(Dataset records)
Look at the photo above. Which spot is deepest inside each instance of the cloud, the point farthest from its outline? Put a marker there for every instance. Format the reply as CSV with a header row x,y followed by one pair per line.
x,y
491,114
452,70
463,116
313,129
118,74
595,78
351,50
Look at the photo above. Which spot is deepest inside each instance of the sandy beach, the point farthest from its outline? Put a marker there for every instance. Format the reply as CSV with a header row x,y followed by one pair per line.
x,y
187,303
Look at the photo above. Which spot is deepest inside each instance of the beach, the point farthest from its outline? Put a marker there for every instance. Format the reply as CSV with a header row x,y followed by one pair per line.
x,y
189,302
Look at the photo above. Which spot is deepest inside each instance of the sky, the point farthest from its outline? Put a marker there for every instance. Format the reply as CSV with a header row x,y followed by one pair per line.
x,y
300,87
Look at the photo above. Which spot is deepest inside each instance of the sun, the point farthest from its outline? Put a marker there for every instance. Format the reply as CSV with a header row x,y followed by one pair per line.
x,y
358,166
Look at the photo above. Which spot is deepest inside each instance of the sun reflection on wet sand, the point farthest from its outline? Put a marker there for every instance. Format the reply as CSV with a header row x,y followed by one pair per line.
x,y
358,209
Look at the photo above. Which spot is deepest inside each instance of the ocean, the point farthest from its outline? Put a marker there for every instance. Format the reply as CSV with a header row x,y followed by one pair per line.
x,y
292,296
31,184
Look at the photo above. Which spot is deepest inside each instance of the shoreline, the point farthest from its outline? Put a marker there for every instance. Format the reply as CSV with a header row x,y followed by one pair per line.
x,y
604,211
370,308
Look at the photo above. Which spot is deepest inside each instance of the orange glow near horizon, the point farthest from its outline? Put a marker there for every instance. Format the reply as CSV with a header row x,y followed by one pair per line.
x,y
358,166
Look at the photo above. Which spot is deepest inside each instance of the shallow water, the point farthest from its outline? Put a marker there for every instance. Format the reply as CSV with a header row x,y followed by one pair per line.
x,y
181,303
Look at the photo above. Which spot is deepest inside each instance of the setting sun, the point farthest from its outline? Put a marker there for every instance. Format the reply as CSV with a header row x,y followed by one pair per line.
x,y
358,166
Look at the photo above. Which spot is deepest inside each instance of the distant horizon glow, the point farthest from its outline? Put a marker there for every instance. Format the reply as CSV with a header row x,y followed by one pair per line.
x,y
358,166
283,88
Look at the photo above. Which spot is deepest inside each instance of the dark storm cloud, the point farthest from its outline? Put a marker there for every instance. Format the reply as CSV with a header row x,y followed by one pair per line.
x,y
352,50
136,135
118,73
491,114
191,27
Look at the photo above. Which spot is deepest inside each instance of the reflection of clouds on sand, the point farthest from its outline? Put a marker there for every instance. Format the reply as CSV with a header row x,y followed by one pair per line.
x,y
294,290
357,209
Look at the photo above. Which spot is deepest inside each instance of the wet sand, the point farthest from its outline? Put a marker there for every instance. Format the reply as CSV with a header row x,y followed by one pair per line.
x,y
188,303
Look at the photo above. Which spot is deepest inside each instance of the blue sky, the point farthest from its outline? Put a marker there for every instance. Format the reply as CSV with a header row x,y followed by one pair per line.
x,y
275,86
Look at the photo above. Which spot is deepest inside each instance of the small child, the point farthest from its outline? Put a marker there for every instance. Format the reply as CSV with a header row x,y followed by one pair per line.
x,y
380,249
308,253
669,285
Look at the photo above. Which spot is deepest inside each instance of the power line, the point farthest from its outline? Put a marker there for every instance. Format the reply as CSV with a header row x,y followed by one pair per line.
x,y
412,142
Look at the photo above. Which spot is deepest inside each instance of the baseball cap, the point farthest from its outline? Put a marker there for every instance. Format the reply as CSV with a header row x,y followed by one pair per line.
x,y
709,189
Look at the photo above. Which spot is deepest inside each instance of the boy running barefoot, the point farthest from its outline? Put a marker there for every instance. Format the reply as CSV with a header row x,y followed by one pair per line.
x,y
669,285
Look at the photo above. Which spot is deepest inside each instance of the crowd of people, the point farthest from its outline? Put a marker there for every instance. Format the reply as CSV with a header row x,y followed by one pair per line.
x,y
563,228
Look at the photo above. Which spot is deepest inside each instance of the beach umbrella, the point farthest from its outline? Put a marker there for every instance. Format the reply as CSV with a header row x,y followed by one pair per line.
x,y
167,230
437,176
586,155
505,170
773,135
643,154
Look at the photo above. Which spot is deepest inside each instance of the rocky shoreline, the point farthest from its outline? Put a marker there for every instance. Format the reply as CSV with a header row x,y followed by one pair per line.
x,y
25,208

Required action: Your reply should consist of all the records, set down exactly.

Response area:
Look at the photo above. Which spot is deepest inside each instance of the cloud, the point farthest from its outline? Put a marker there for every instance. Format the reply as CSV with a header row x,y followed by one pair per line.
x,y
491,114
452,70
463,116
313,129
118,74
595,78
351,50
Look at the photo above. Which spot is deepest inside each instance of the sandy beach, the point farthest from its outline? Put a marker there for every instance. Format the reply as CSV with a header row x,y followed by one pair per line.
x,y
187,303
Look at the photo above. Which spot is deepest inside each instance of the beach, the point farthest from its outline? Put a marker there for every instance. Format the reply as CSV with a header row x,y followed by one pair per line.
x,y
189,302
Look at the photo above. Which spot is deepest inside each instance of the sky, the point farthest from its outline? Put a marker there for every instance. Format the reply as CSV with a header row x,y followed by one pair per line.
x,y
300,87
Look at the photo above. Which spot is deepest inside each instance of the sun, the point farthest from its outline? Put a marker there for every instance. Format the reply as CSV with a header row x,y followed by one pair per line.
x,y
358,166
Look at the photo above. Which spot is deepest inside each instance of the sun reflection on wet sand, the point farthest from its outline? Put a marker there for every instance. Format the reply as CSV with a header row x,y followed by one pair per line.
x,y
358,209
Look at the photo above. Which spot is deepest inside each instance of the ocean, the point farthest from its outline? Put a marker there for every instance. Format the reply as CSV with a header row x,y followed by one pair per line.
x,y
292,296
31,184
Look at the photo above. Which spot is deepest inside each instance of the shoreline, the point farthest from its outline? Put a marker there for every instance. Format the reply as CSV with a header row x,y followed by one pair per line.
x,y
604,211
370,308
Look at the photo above. Which spot is deepest inside each instance of the orange glow near horizon, the point farthest from its outline? Put a marker there for every instance. Format the reply as CSV with a header row x,y followed by one pair per line.
x,y
358,166
Look at the photo above. Which spot is deepest inside each instance of the shallow water, the point farthest from its outline? Put a marker there for every instance. Format the reply as CSV with a header row x,y followed by one pair per line.
x,y
181,303
Look at the photo above. Which spot is deepest inside each instance of the setting sun, the point farthest from its outline? Put a marker there for every instance. Format the reply as CSV with a header row x,y followed by one pair per line.
x,y
358,166
Look at the photo above. Which spot is deepest inside each instance of the distant horizon glow, the point farthest from its outline? Put a marker there for every instance. Format the reply as CSV with a header row x,y followed by one pair per line.
x,y
358,166
283,88
Look at the photo above. Which spot is deepest inside each instance of the dark storm cloud, the point farthest from its outline? Put a marker there for every instance. Format the reply as CSV with a header row x,y followed by one pair per line.
x,y
352,50
136,135
118,73
491,114
191,27
Look at the photo above. Which spot is deepest inside each instance of the reflection of clouds on sand, the point farthest from its outline? Put a marker there for every instance. Format the reply as CSV with a header row x,y followed by one pair per line.
x,y
294,290
357,209
Look at the photo above. Which spot is deepest inside each instance of the wet sand, the point farthest from its outline? Put a marker there for every instance. Format the reply as CSV with a header row x,y followed by one pair per line.
x,y
188,303
Look at the photo above. Which spot is deepest inside each instance of the blue sky, the point farthest from its outline? Put a marker there for every instance. Format the reply as CSV with a header row x,y followed by one pair per line.
x,y
275,86
Look at the photo above. Which spot is deepest inside each instance of the small child, the point farthest from its outline? Put a marker there for every instance. Format the reply as CSV with a header row x,y followed by one pair per line.
x,y
380,249
308,253
669,285
Look at the photo above. Which spot is deepest inside each instance of the power line, the point farthest from its outline? Put a marker there for every instance. Format the reply as CSV with a header row x,y followed by one pair per line.
x,y
412,142
Look at the photo above. Which spot is deepest inside each instance of the baseball cap, the point farthest from its outline? Put a marker there for every instance. Format the reply as CSV with a header row x,y followed by one pair per line.
x,y
709,189
Look at the photo above. Which spot is deepest inside each instance of the boy running barefoot, the point farthest from its outline? Put a marker there for every instance. Format the reply as CSV with a header row x,y followed by one pair per line.
x,y
669,285
Look at the photo above. Which spot is deepest inside each instance of the crowd of people, the point farthest from its outline? Put a marker there for every instance. Format the reply as CSV with a header row x,y followed by one pair per line.
x,y
563,228
Look at the photo above. Which spot is deepest inside each instance of the beach umbrella, the point farthest from its outline? Put a marker there for every instance. Format the reply as CSV with a header row x,y followed by one pair per line.
x,y
167,230
437,176
586,155
505,170
773,135
643,154
Look at the photo above. Which spot is deepest inside each instance of the rocky shoreline, the point farthest from its outline? Put a marker there for every instance. Format the reply as CSV with a header row x,y followed by one pair per line.
x,y
25,208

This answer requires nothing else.